## [STATED PROBLEM]
Can you copy every line of the records below character for character, without changing a thing?

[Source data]
+--
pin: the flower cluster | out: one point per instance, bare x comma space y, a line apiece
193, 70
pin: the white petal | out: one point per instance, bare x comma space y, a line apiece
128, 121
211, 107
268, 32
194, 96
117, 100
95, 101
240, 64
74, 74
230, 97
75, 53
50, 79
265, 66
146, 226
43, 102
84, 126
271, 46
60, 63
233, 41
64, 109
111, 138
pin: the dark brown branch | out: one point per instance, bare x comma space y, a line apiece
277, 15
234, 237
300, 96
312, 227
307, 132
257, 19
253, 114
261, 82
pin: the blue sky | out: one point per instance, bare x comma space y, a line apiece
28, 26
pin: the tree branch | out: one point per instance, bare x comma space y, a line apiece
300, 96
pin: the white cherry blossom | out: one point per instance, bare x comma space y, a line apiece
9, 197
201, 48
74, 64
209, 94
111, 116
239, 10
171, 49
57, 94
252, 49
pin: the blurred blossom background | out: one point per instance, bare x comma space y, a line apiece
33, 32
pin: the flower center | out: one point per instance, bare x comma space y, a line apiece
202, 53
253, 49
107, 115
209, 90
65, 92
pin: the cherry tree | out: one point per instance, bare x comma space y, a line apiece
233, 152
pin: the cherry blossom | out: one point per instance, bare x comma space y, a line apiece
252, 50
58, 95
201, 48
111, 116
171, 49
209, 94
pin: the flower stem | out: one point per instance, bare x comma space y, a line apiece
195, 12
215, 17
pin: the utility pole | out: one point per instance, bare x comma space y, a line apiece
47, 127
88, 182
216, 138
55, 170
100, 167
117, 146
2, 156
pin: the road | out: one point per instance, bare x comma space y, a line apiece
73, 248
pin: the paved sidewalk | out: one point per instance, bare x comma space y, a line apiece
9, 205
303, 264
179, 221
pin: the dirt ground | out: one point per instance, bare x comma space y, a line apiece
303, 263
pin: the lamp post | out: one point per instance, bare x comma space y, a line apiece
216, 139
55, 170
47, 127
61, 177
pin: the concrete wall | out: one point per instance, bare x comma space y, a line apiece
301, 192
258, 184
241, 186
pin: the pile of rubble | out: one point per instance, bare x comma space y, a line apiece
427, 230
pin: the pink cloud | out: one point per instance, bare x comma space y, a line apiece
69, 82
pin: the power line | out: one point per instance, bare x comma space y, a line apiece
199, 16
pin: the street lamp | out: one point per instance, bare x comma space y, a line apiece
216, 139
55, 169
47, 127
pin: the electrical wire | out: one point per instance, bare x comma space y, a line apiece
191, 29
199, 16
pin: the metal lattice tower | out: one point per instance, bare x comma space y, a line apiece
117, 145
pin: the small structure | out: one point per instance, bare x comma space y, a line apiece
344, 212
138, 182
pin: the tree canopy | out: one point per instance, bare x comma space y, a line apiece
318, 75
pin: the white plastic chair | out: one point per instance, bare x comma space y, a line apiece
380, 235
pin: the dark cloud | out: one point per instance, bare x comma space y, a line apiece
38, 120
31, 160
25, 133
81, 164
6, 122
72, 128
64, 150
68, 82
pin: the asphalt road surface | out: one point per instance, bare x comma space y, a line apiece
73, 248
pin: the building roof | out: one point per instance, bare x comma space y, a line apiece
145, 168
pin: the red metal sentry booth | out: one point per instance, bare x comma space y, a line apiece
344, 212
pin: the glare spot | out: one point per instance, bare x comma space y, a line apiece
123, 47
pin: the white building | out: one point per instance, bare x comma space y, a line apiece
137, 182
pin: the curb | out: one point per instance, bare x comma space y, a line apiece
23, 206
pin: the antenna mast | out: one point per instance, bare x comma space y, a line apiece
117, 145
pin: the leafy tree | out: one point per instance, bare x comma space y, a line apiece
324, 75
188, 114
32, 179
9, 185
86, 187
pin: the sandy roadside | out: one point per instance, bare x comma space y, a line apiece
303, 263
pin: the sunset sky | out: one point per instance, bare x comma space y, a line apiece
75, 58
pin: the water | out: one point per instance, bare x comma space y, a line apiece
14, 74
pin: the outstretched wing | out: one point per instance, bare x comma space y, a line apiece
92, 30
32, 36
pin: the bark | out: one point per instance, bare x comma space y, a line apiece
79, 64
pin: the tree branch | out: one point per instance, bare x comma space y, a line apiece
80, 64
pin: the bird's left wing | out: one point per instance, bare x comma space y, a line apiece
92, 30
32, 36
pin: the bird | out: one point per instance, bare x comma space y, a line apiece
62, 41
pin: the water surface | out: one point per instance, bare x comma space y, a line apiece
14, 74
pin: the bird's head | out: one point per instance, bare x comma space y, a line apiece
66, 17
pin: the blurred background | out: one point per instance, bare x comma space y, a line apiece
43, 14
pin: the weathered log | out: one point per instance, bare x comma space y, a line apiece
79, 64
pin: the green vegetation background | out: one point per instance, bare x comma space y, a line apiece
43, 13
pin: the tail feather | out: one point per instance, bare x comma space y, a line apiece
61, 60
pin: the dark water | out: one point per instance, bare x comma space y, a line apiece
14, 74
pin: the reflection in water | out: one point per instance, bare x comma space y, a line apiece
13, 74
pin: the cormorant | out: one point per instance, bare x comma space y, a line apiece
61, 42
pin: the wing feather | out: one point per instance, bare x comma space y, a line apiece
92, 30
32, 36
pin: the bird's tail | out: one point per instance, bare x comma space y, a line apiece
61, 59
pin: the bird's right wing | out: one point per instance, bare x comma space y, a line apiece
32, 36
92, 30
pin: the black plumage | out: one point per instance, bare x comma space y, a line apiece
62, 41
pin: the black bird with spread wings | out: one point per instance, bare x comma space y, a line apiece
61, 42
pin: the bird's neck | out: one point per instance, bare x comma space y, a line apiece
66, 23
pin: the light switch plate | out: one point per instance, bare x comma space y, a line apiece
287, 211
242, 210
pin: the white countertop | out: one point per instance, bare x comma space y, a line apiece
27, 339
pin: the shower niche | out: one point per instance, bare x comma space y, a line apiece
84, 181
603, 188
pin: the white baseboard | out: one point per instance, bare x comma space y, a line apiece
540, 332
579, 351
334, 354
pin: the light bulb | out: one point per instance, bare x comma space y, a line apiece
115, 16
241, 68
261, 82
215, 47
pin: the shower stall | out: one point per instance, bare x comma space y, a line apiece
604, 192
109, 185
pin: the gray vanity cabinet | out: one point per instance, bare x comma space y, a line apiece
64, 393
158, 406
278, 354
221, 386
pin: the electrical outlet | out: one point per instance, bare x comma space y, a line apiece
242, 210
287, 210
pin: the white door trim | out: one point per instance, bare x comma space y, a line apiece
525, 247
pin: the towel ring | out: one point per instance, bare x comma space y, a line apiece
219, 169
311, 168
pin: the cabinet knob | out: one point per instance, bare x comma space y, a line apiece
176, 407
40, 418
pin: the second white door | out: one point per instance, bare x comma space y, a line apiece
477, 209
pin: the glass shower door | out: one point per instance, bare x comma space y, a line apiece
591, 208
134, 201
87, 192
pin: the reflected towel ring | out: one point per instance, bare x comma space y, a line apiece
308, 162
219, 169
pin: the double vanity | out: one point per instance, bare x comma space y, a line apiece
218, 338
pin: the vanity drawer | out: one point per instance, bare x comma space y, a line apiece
+--
## [EXPECTED ANSWER]
pin: the flower cluster | out: one point per instance, bare x comma space y, a line apiece
193, 70
pin: the white petal | out: one point per instance, bare x comma space y, a line apiece
128, 121
211, 107
268, 32
194, 96
117, 100
95, 101
240, 64
74, 74
230, 97
75, 53
50, 79
265, 66
146, 226
43, 102
84, 126
271, 46
60, 63
233, 41
64, 109
111, 138
pin: the dark brown branch | out: one point per instance, bare x comma space y, a line apiece
277, 15
234, 237
300, 96
312, 227
307, 132
257, 19
253, 114
261, 82
pin: the blue sky | out: one point per instance, bare x comma space y, a line apiece
28, 26
pin: the tree branch | out: one point per instance, bare x comma space y, a line apiece
300, 96
pin: the white cherry blossom | out: one point per instance, bare x comma space y, a line apiece
9, 197
201, 48
74, 64
209, 94
111, 116
239, 10
171, 49
57, 94
252, 49
pin: the blurred blossom background | out: one point per instance, bare x comma space y, a line apiece
33, 32
pin: the flower center | out: one point per instance, bare x comma space y, a line apiece
202, 53
253, 49
107, 115
209, 90
65, 92
pin: the cherry tree | out: one point per instance, bare x comma space y, a line apiece
233, 152
pin: the cherry blossom | out: one point per instance, bare x comma space y, a line apiece
252, 50
58, 95
201, 48
111, 116
171, 49
209, 94
pin: the flower stem | out: one point per instance, bare x comma space y, a line apiece
195, 12
215, 17
pin: the utility pole | out: one point per instance, bare x comma space y, a line apiece
47, 127
88, 182
216, 138
55, 170
100, 167
117, 146
2, 156
pin: the road | out: one point per instance, bare x comma space y, a line apiece
73, 248
pin: the paved sidewalk | out: one point per instance, bare x comma space y, a line apiece
9, 205
303, 264
179, 221
pin: the dirt ground | out: one point per instance, bare x comma space y, a line apiece
303, 263
pin: the lamp post | out: one point per instance, bare x comma space y, a line apiece
216, 139
55, 170
47, 127
61, 177
pin: the concrete wall | out: one point per instance, bare x comma space y, a line apiece
301, 192
258, 184
241, 186
pin: the pile of rubble | out: one point per instance, bare x comma space y, a line apiece
427, 230
pin: the pink cloud | out: one point per instance, bare x comma space y, a line apiece
69, 82
pin: the power line | out: one point per instance, bare x comma space y, a line apiece
199, 16
pin: the street lamp | out: one point per instance, bare x comma space y, a line apiece
216, 139
55, 169
47, 127
pin: the electrical wire | out: one point per instance, bare x comma space y, a line apiece
191, 29
199, 16
pin: the metal lattice tower | out: one point per instance, bare x comma space y, a line apiece
117, 145
pin: the small structure | out: one point per instance, bare x comma space y, a line apiece
344, 212
138, 182
pin: the tree canopy | out: one point per instance, bare x comma space y, a line apiece
318, 75
pin: the white plastic chair | out: one point per instance, bare x comma space y, a line apiece
380, 235
pin: the dark cloud | out: one point per instance, bare x comma space y, a line apiece
38, 120
31, 160
25, 133
81, 164
6, 122
72, 128
64, 150
68, 82
pin: the asphalt road surface | out: one point per instance, bare x comma space y, a line apiece
73, 248
pin: the building roof | out: one point per instance, bare x comma space y, a line apiece
145, 168
pin: the red metal sentry booth | out: one point per instance, bare x comma space y, a line apiece
344, 212
pin: the glare spot | out: one point per instance, bare x comma space y, a line apiece
123, 47
pin: the white building | out: one point per instance, bare x comma space y, a line apiece
137, 182
pin: the curb | out: one point per instance, bare x comma space y, a line apiece
23, 206
pin: the antenna mast | out: one point per instance, bare x comma space y, a line apiece
117, 145
pin: the leafy tree | out: one point per instance, bare x comma space y, a line apiece
324, 75
188, 114
32, 179
9, 185
86, 187
pin: the sandy roadside | out: one point per instance, bare x comma space y, a line apiece
303, 263
pin: the sunset sky | out: one point per instance, bare x comma space y, a line apiece
75, 58
pin: the water | out: one point per instance, bare x comma space y, a line apiece
14, 74
pin: the outstretched wing | out: one point per instance, bare x comma space y, a line apiece
92, 30
32, 36
pin: the bark | out: one point per instance, bare x comma space y, a line apiece
79, 64
pin: the tree branch | out: one point per instance, bare x comma space y, a line apiece
80, 64
pin: the bird's left wing | out: one point per instance, bare x comma space y, a line apiece
92, 30
32, 36
pin: the bird | out: one point per instance, bare x comma space y, a line apiece
62, 41
pin: the water surface | out: one point per instance, bare x comma space y, a line apiece
14, 74
pin: the bird's head | out: one point per instance, bare x comma space y, a line apiece
66, 17
pin: the blurred background | out: one point per instance, bare x comma space y, a line apiece
43, 14
pin: the weathered log | out: one point per instance, bare x comma space y, a line apiece
79, 64
pin: the green vegetation background | out: one point per instance, bare x comma space y, a line apiece
43, 13
pin: the tail feather | out: one point per instance, bare x comma space y, a line apiece
61, 60
pin: the dark water | out: one point per instance, bare x comma space y, a line apiece
14, 74
pin: the reflection in water | out: one point per instance, bare x comma space y, a line apiece
13, 74
pin: the cormorant | out: one point per instance, bare x comma space y, a line apiece
61, 42
pin: the wing feather | out: one point per instance, bare x comma space y, a line apiece
92, 30
32, 36
pin: the bird's tail | out: one point per instance, bare x comma space y, a line apiece
61, 59
pin: the bird's right wing | out: one point per instance, bare x comma space y, a line apiece
32, 36
92, 30
pin: the black plumage | out: one point per instance, bare x comma space y, a line apiece
62, 41
pin: the black bird with spread wings | out: one point per instance, bare x comma space y, a line apiece
61, 42
pin: the bird's neck | out: one point per instance, bare x comma space y, a line apiece
66, 23
pin: the light switch plate | out: one point per instance, bare x comma space y, a line apiece
287, 211
242, 210
pin: the white countertop | out: one point per instance, bare x comma space y, a line apiece
27, 339
pin: the shower niche | out: one point per instance, bare x comma space y, a line apiece
84, 181
603, 188
pin: the white baseboard | out: one point per instance, bare x comma space y, a line apiece
540, 332
579, 351
334, 354
pin: the light bulb | out: one point per instance, bare x comma space y, a line apiece
115, 16
241, 68
261, 82
215, 47
pin: the shower stall | out: one point per instance, bare x comma space y, a line apiece
604, 192
109, 185
pin: the gray vanity cabinet | out: one point per instance, bare x comma space y, a line apiece
64, 393
158, 406
278, 354
221, 386
pin: the electrical outlet | out: one point per instance, bare x comma space y, a line apiece
242, 210
287, 210
pin: the white door trim | out: one point per instance, bare x comma space y, a line apiece
525, 247
pin: the towel ring | out: one point per instance, bare x comma space y, a line apiece
219, 169
311, 168
pin: the cabinet knob | out: one point per instance, bare x comma space y, a line apiece
176, 407
40, 418
pin: the second white door | out: one point per instance, bare x comma space y, a line apiece
477, 209
pin: the glass shower door | out: one point per instance, bare x comma space y, a line apiece
591, 208
134, 201
87, 192
pin: the reflected towel ring | out: one point per instance, bare x comma space y, a line apiece
308, 162
219, 169
pin: the double vanity | out: one point per instance, bare x comma space y, a line apiece
218, 338
pin: the vanity drawer | out: one point per instance, bare x comma space y, a line apiece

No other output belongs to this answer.